Supplied entries:
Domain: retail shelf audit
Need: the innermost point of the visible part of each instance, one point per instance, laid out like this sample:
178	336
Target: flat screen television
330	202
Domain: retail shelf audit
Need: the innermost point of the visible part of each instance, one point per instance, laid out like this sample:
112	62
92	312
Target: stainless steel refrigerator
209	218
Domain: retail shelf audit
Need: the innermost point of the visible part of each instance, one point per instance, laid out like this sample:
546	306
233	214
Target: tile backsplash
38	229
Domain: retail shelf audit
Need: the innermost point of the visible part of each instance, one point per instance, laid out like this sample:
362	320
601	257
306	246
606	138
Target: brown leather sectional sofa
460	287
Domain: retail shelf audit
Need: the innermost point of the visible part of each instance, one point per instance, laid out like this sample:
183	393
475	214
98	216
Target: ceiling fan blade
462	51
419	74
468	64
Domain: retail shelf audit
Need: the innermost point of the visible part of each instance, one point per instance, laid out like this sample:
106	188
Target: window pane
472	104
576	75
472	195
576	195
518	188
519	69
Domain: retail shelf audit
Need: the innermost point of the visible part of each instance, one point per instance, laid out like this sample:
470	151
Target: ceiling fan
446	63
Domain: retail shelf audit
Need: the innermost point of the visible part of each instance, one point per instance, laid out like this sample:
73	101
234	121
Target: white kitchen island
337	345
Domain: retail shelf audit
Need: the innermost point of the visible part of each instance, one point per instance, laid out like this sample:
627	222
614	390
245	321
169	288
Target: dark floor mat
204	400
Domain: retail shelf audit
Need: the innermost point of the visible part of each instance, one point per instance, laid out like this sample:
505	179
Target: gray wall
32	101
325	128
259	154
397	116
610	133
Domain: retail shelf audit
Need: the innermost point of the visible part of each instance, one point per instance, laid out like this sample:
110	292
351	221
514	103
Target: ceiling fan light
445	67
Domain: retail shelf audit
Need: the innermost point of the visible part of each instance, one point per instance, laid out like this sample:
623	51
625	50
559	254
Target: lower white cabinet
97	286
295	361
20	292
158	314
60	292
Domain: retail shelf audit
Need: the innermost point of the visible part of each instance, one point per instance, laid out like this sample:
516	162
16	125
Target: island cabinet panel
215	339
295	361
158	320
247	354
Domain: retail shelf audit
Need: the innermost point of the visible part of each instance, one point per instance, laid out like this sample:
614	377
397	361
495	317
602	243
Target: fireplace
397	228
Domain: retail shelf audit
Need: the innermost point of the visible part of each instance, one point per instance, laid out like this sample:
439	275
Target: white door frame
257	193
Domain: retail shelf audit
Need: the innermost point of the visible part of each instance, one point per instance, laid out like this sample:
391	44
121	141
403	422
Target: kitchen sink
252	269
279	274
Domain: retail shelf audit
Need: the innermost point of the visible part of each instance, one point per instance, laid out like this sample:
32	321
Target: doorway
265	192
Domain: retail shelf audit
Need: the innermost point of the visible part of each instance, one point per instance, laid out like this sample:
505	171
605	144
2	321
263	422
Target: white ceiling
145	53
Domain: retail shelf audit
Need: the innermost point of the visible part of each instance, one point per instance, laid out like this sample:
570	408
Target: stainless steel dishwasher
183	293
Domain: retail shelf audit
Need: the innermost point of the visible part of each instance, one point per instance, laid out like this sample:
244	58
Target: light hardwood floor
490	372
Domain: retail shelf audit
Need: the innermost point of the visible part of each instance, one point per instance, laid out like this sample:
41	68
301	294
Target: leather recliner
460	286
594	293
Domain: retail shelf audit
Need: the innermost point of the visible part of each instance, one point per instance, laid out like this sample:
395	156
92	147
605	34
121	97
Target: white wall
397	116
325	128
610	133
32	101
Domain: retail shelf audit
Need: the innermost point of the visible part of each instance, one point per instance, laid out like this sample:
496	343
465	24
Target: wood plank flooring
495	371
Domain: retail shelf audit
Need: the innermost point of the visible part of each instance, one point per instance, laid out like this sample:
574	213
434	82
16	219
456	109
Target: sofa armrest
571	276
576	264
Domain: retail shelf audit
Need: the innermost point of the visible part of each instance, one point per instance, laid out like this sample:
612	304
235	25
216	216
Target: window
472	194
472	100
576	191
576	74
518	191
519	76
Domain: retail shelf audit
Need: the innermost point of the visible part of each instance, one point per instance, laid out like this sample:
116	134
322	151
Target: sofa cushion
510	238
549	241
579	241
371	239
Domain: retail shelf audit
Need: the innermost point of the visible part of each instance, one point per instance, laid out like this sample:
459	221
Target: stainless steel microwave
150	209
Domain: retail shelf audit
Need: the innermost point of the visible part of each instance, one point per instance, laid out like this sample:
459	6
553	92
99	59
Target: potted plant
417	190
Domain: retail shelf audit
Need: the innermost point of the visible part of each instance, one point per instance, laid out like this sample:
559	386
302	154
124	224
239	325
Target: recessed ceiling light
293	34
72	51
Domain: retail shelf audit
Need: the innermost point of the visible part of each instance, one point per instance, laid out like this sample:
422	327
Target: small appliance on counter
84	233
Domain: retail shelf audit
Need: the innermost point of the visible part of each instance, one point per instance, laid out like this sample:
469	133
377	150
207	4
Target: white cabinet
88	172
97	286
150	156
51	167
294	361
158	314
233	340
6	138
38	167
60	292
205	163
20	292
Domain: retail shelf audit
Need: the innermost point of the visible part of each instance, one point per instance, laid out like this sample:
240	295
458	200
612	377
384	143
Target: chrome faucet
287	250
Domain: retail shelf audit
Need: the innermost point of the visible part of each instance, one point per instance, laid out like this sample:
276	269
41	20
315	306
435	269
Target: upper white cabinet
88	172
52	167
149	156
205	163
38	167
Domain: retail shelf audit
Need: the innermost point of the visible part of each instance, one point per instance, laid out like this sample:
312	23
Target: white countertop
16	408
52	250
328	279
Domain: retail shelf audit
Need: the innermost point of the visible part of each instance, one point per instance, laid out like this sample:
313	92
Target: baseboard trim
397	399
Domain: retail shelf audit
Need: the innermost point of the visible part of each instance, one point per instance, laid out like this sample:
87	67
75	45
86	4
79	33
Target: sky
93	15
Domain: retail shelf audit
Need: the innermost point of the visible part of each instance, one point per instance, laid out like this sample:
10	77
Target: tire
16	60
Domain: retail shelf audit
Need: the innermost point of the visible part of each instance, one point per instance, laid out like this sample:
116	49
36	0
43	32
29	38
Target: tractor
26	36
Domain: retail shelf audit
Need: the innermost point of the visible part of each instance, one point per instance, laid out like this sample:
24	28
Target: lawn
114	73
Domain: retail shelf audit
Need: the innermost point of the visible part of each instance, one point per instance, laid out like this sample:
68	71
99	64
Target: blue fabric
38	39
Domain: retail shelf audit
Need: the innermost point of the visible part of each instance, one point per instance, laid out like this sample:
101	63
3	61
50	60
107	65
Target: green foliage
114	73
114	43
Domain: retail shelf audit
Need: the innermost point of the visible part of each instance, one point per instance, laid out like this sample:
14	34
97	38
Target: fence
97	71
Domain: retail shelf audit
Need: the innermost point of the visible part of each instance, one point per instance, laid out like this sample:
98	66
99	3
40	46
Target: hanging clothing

Task objective: Please write the listing out again, matching each line exactly.

Response box:
Domain: retail shelf audit
Need: the innermost point of the visible part of each instance, one point per instance, laid out like this sample:
178	336
Target: flat screen television
330	202
Domain: retail shelf audit
Need: the innermost point of the visible part of each instance, one point per instance, laid out like this sample:
112	62
92	312
Target: stainless steel refrigerator
209	218
Domain: retail shelf audit
Need: the innermost point of the visible part of each instance, one point per instance, laid out like this sample:
546	306
233	214
Target: tile backsplash
38	229
Domain: retail shelf audit
Need: the innermost point of the visible part of each instance, one point per instance, laid out like this sample:
362	320
601	257
306	246
606	138
Target: brown leather sectional sofa
460	287
Domain: retail shelf audit
Need: the innermost point of the visible part of each instance, one point per instance, laid out like this sample:
183	393
475	214
98	216
Target: ceiling fan blade
462	51
419	74
468	64
Domain: retail shelf audit
Need: the innermost point of the visible part of each instance, one point per instance, laid out like this sample:
106	188
Target: window pane
472	104
576	75
472	195
576	195
518	188
519	69
Domain: retail shelf audit
Need: the innermost point of the visible part of each instance, one point per instance, laid out like this sample:
470	151
Target: ceiling fan
446	63
Domain: retail shelf audit
Need: the innermost point of the visible part of each instance, one point per instance, laid out like this sample:
73	101
234	121
Target: white kitchen island
337	345
Domain: retail shelf audit
Need: the innermost point of the visible part of each instance, one point per instance, laid out like this sample:
627	222
614	390
245	321
169	288
Target: dark floor mat
204	400
Domain: retail shelf audit
Need: the innermost point of the visible part of each instance, one point per instance, laid out like this sample:
505	179
Target: gray wall
32	101
325	128
259	154
397	116
610	133
Domain: retail shelf audit
Need: the innermost point of the visible part of each instance, one point per instance, laid out like this sample:
110	292
351	221
514	103
Target: ceiling fan light
445	67
Domain: retail shelf audit
Need: the innermost point of the visible part of each instance, one point per instance, laid out like this sample:
623	51
625	50
559	254
Target: lower white cabinet
97	286
295	361
20	292
158	314
60	292
Domain: retail shelf audit
Need: the innermost point of the visible part of each instance, one point per instance, laid out like this sample:
516	162
16	125
Target: island cabinet panel
215	339
295	361
158	320
247	354
Domain: retail shelf audit
Need: the innermost point of the visible part of each instance, one point per instance, laid out like this sample:
614	377
397	361
495	317
602	243
Target: fireplace
397	228
Domain: retail shelf audit
Need: the innermost point of the visible part of each instance, one point per instance, laid out like this sample:
439	275
Target: white door frame
257	193
Domain: retail shelf audit
Need: the innermost point of the visible part of each instance, one point per instance, laid out like this sample:
391	44
121	141
403	422
Target: kitchen sink
252	269
279	274
Domain: retail shelf audit
Need: the innermost point of the visible part of each instance, one point per instance, laid out like this sample:
32	321
Target: doorway
265	192
Domain: retail shelf audit
Need: the innermost point of the visible part of each instance, one point per instance, laid out like this sample:
505	171
605	144
2	321
263	422
Target: white ceiling
145	53
Domain: retail shelf audit
Need: the innermost point of the visible part of each instance, one point per instance, laid out like this sample:
570	408
Target: stainless steel dishwasher
183	293
Domain: retail shelf audit
Need: the innermost point of the visible part of each instance, one point per instance, laid out like this sample:
244	58
Target: light hardwood floor
490	372
Domain: retail shelf audit
Need: the innermost point of the visible part of each instance, one point per instance, laid out like this sample:
41	68
301	294
Target: leather recliner
460	286
594	293
Domain: retail shelf audit
Need: the innermost point of the visible part of each instance, one point per instance, laid out like this sample:
395	156
92	147
605	34
121	97
Target: white wall
397	116
325	128
610	133
32	101
Domain: retail shelf audit
Need: the innermost point of the visible part of each instance, one point per instance, laid out like this sample:
496	343
465	24
Target: wood plank flooring
495	371
Domain: retail shelf audit
Need: the innermost point of the visible part of each instance, one point per instance, laid out like this sample:
574	213
434	82
16	219
456	109
Target: sofa armrest
571	276
576	264
Domain: retail shelf audit
Need: the innermost point of the visible part of each instance, one point per instance, laid out like this sample:
612	304
235	25
216	216
Target: window
472	194
472	100
576	191
576	74
518	191
519	76
Domain: retail shelf audit
Need: the innermost point of the visible part of each instance, one point per instance, laid out like this sample:
116	134
322	151
Target: sofa cushion
510	238
549	241
579	241
371	239
Domain: retail shelf audit
Need: the innermost point of the visible part of each instance, one point per instance, laid out like this sample:
459	221
Target: stainless steel microwave
150	209
Domain: retail shelf audit
Need: the innermost point of the visible part of each instance, one point per instance, laid out like this sample:
459	6
553	92
99	59
Target: potted plant
417	190
Domain: retail shelf audit
Need: the innermost point of the visible part of each instance, one point per instance, laid out like this sample:
559	386
302	154
124	224
239	325
Target: recessed ceiling light
293	34
72	51
Domain: retail shelf audit
Need: the innermost point of the visible part of each instance, one point per instance, laid out like this sample:
422	327
Target: small appliance on counter
84	233
Domain: retail shelf audit
Need: the innermost point of the visible part of each instance, one point per instance, laid out like this sample:
469	133
377	150
207	4
Target: white cabinet
88	172
97	286
150	156
51	167
294	361
158	314
233	340
6	138
38	167
60	292
205	163
20	292
Domain: retail shelf audit
Need: the innermost point of the visible part of each instance, one point per instance, laid out like this sample:
240	295
458	200
612	377
384	143
Target: chrome faucet
287	250
Domain: retail shelf audit
Need: the innermost point of the visible part of each instance, one point per instance, laid out like this sample:
276	269
41	20
315	306
435	269
Target: upper white cabinet
88	172
52	167
149	156
205	163
38	167
Domain: retail shelf audit
Need: the innermost point of the visible part of each instance, one point per instance, laid out like this sample:
312	23
Target: white countertop
16	408
52	250
328	279
Domain: retail shelf audit
Need: the innermost point of the visible part of each instance, one point per instance, laid out like this sample:
313	92
Target: baseboard trim
397	399
Domain: retail shelf audit
Need: the innermost point of the visible part of each instance, one point per instance, laid out like this sample:
87	67
75	45
86	4
79	33
Target: sky
93	15
Domain: retail shelf audit
Need: the innermost point of the visible part of each instance, one point per instance, laid out like this sample:
10	77
Target: tire
16	60
Domain: retail shelf audit
Need: the innermost point of the visible part of each instance, one point per instance, laid out like this sample:
116	49
36	0
43	32
29	38
Target: tractor
26	36
Domain: retail shelf audit
Need: the innermost point of the visible part of each instance, one point per instance, laid out like this sample:
24	28
Target: lawn
114	73
Domain: retail shelf audit
Need: the innermost point of the visible part of each instance, one point per instance, laid out like this sample:
68	71
99	64
Target: blue fabric
38	39
Domain: retail shelf audit
Need: the innermost point of the visible part of each instance, one point per instance, laid out like this sample:
101	63
3	61
50	60
107	65
Target: green foliage
114	73
114	43
Domain: retail shelf audit
Need: the innermost point of the visible part of each instance, one point per instance, laid out like this sample:
14	34
97	38
Target: fence
97	71
Domain: retail shelf audit
Need: the innermost point of the visible part of each instance, one point per instance, laid out like this sample:
98	66
99	3
40	46
Target: hanging clothing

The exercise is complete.